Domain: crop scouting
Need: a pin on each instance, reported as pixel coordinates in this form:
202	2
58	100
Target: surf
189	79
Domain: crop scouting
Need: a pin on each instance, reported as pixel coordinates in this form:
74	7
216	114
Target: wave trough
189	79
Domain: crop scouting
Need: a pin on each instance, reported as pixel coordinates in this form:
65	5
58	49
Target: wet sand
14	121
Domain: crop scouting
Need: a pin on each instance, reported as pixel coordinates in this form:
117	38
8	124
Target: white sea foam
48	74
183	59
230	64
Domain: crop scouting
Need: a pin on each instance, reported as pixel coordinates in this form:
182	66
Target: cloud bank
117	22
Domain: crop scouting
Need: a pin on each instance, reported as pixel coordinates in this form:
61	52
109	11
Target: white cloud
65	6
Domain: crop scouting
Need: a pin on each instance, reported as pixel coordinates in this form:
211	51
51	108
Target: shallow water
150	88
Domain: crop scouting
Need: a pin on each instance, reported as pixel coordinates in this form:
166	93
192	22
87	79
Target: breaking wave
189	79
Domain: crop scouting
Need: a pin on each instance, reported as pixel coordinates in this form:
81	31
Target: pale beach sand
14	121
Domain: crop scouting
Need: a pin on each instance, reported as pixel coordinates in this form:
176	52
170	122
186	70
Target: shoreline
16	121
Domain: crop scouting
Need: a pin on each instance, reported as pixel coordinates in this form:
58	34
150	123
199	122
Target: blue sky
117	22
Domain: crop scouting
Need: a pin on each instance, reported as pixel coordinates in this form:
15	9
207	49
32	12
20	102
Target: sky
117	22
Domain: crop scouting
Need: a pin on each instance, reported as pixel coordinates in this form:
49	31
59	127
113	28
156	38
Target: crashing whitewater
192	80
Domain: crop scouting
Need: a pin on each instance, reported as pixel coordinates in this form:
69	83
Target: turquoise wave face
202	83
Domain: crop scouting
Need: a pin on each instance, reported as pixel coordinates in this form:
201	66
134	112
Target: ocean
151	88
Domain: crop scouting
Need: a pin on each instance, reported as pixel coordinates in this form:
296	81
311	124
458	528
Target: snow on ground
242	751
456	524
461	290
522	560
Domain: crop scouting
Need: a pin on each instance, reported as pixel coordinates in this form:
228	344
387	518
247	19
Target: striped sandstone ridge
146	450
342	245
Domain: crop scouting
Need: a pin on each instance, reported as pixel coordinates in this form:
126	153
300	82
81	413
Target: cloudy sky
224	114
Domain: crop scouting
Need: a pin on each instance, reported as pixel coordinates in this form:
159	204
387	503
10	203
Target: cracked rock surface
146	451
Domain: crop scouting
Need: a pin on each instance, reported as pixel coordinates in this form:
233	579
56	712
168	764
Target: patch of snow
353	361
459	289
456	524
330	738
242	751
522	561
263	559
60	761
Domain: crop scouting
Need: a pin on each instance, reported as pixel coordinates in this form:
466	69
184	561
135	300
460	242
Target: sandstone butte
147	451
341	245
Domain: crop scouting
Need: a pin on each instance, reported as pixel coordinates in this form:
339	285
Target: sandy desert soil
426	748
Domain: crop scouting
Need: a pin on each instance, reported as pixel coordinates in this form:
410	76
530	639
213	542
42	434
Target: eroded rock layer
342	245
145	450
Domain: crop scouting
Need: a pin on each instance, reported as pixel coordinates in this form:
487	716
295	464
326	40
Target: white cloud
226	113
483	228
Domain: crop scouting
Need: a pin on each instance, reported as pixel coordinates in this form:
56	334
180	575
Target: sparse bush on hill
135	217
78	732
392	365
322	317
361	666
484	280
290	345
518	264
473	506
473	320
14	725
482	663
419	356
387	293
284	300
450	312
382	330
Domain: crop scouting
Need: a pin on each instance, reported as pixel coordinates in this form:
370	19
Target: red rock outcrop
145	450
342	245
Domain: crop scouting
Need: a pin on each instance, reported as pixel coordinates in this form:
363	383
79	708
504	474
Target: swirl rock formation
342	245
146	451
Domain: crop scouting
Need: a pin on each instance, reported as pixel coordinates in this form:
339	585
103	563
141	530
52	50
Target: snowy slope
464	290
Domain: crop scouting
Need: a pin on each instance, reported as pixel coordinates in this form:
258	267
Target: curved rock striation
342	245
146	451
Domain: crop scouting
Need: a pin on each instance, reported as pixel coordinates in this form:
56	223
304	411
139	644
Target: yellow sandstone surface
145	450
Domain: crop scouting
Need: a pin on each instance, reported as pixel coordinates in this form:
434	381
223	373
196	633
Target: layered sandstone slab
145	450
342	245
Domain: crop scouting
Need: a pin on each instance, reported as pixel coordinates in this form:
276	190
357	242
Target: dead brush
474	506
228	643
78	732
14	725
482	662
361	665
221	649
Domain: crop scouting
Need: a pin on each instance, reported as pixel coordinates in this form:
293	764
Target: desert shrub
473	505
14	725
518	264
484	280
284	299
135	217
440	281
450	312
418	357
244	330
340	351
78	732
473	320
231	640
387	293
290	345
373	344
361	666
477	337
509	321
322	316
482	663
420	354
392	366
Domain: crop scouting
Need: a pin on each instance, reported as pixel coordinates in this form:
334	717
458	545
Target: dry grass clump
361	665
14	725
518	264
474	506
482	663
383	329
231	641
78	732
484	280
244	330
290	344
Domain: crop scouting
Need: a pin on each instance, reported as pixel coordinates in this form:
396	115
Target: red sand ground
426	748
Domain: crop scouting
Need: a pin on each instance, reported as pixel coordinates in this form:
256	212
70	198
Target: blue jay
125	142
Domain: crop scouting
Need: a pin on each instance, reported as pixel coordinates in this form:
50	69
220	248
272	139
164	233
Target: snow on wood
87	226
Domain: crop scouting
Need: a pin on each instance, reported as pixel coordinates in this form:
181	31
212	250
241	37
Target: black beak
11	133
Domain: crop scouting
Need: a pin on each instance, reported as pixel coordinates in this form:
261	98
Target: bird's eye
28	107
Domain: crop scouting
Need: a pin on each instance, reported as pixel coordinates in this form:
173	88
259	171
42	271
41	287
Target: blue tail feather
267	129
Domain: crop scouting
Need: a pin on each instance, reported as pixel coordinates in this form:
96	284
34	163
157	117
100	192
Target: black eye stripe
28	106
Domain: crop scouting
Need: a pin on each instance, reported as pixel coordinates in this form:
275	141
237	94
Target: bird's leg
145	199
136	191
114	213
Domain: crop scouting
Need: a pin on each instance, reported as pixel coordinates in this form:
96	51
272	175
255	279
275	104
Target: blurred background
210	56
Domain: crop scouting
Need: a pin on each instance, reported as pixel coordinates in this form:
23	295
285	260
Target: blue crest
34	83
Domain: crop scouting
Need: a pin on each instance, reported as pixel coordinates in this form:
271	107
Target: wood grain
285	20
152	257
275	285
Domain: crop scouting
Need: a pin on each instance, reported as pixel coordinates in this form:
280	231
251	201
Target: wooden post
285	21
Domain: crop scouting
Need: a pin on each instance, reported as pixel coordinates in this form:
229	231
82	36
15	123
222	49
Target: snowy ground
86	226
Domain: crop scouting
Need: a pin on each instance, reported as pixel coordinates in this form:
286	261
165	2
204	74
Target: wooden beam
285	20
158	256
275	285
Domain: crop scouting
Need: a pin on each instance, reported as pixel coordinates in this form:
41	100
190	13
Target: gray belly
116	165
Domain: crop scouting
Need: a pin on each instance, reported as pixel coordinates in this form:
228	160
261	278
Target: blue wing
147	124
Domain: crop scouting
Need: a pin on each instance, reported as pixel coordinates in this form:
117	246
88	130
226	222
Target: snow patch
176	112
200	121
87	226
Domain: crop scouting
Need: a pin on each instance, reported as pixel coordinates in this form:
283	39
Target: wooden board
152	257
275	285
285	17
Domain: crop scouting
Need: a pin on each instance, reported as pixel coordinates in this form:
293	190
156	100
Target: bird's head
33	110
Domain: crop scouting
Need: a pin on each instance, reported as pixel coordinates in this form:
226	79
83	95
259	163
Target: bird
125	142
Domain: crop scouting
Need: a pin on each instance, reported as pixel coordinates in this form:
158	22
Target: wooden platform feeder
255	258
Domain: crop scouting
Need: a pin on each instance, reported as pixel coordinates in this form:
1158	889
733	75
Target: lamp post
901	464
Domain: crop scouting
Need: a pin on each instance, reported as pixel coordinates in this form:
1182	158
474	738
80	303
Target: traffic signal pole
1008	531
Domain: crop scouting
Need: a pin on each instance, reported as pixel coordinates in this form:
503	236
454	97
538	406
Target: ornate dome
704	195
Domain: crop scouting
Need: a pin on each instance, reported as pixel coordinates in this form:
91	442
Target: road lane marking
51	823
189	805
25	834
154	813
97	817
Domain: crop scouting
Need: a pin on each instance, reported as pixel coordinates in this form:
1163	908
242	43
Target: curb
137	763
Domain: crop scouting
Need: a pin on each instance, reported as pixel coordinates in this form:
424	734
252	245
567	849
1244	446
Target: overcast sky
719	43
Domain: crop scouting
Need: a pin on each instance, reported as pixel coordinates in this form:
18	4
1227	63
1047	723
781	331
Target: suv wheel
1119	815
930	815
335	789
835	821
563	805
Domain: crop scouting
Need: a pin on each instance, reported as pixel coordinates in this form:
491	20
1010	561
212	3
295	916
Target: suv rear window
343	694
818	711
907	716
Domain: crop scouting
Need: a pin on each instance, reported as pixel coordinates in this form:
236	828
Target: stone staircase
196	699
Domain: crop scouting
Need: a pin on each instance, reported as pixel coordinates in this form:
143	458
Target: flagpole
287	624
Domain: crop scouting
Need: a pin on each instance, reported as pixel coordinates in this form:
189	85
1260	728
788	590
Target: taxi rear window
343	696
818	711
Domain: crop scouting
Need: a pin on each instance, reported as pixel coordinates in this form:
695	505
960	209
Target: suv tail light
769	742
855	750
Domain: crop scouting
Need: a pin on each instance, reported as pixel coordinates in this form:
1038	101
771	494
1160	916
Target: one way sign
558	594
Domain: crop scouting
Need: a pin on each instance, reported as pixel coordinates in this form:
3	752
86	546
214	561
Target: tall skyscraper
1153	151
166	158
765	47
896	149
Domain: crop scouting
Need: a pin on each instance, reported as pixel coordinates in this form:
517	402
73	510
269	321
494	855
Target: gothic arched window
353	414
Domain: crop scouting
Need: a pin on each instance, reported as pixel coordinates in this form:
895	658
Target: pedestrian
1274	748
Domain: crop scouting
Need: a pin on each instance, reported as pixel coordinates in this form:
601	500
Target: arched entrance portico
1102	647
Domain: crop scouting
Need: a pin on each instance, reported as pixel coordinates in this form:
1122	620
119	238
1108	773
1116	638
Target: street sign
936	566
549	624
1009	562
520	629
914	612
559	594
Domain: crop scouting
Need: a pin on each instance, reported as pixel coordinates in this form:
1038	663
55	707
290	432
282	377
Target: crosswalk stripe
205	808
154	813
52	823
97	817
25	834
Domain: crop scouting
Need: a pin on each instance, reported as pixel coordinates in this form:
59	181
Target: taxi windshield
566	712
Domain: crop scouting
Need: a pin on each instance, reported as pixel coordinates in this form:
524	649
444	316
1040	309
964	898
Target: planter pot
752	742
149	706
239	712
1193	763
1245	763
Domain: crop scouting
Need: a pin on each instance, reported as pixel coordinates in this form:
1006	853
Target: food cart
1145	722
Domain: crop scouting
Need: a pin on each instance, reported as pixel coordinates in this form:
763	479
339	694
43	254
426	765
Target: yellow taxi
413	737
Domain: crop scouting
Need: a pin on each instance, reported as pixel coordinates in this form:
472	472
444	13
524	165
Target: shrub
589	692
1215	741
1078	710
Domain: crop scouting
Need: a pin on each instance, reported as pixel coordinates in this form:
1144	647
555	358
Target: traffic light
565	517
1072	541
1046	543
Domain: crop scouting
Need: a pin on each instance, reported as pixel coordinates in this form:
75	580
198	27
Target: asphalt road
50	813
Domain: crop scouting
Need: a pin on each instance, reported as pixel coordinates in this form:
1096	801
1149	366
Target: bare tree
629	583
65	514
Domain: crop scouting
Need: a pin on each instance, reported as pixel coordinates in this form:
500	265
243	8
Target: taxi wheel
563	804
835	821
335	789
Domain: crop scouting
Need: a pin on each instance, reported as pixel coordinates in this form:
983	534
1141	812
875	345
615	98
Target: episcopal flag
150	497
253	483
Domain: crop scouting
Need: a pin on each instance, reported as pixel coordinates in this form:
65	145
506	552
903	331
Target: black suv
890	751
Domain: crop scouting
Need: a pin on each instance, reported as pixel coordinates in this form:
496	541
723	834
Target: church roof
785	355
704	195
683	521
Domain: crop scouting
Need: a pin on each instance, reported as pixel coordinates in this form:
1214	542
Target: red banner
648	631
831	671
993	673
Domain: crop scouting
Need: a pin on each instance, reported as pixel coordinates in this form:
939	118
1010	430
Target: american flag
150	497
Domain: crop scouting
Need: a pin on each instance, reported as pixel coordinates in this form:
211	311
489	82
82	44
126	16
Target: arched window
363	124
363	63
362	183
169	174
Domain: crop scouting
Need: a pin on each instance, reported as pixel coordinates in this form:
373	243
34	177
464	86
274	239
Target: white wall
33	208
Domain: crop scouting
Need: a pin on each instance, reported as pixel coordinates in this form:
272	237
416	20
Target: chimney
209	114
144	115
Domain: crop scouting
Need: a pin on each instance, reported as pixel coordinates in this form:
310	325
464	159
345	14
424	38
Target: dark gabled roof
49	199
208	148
++++
» **Task goal**: Show every line above that contains the string "tail" and copy each one in full, counting only matches with the same case.

» **Solution below**:
Target: blue tail feather
Target: suv tail light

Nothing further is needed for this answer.